_Task to carry out_.
Continue the article benchmarking CouchDB query servers, picking up after its final sentence.

But that’s enough ECMAScript for this article, forwards to…
The “couchpy” project currently supports Python 3 for its client but not for the query server. I honestly tried running it on Python 3 but it crashed in so many ways that I didn’t bother to continue so Python 2 it is then.
It’s conceptually doing the same thing as ES functions in the closest way possible.
We’ll do this with two runtimes: CPython 2.7.9 and PyPy 5.6.0. First CPython’s results.
INFO:dragnet.addview:average = 1341.77c/s (all_tasks) 167.98c/s (one task)
INFO:dragnet.addview:total time = 222s
A step more closer but again, not substantially.
Now this is interesting. About twice less memory than both ES servers, less CPU usage by the query server process, no page faults, more efficient CouchDB process (possibly wastes less time on waiting for results). It’s definitely doing something a lot better. Not sure whether it’s the interpreter (which isn’t even JITed!), query server or function has hit some happy path or perhaps it’s a combination of factors.
But let’s look at PyPy with the same function. Surely everything is even better with JIT, right?
INFO:dragnet.addview:average = 1154.04c/s (all_tasks) 143.07c/s (one task)
INFO:dragnet.addview:total time = 251s
Higher memory usage is actually expected due to JIT and GC doing their job. In fact, this bad (actually worst) result can be explained by the overhead for JIT compilation. What matters in this test is really just executing a small-ish piece of code as fast as possible, not letting JIT to warm up properly. PyPy shines on heavy number crunching and running complex object-oriented code, not tests. Quite probably some functions may hit bad paths with CPython and perform much better with PyPy.
And now to something completely different…
OK, I admit, originally I really did this just to look like one of those cool FP kids on the block :) Even though it took me a few hours to actually write an identically working function, which doesn’t crash, it was a quite fun exercise. I don’t get to do much functional programming in my daily routine so bear with me.

_Information provided_.
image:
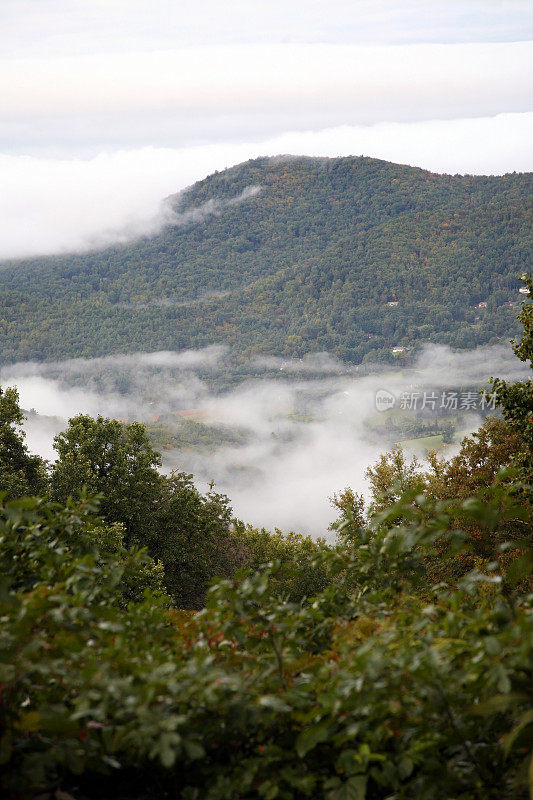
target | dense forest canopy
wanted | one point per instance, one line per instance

_Reply_.
The main part of it is
Calc_income/2 function, which together with
lists:foldl/3 replaces the iteration of previous cases by a tail-optimised recursive reduction. The code is somewhat “uglified” by the fact that CouchDB only accepts a single anonymous function so one can’t divide it in several pattern-matched proper functions.
Anyway, will it blend?
INFO:dragnet.addview:average = 1507.90c/s (all_tasks) 190.04c/s (one task)
INFO:dragnet.addview:total time = 197s
Oh yes. This is much closer to our baseline. And in fact, this will always be the case with native query servers. Unless you manage to write a very bad function (which is not that difficult, mind you!)
The reason is it never does any pipe I/O, running inside the Erlang VM in the same process as CouchDB, thus decreasing the overhead to the absolute minimum.
At the same time this clearly displays how making the function more complex affects the processing rate against the baseline.
I’m not providing the resources usage stats for the same reasons as with the baseline.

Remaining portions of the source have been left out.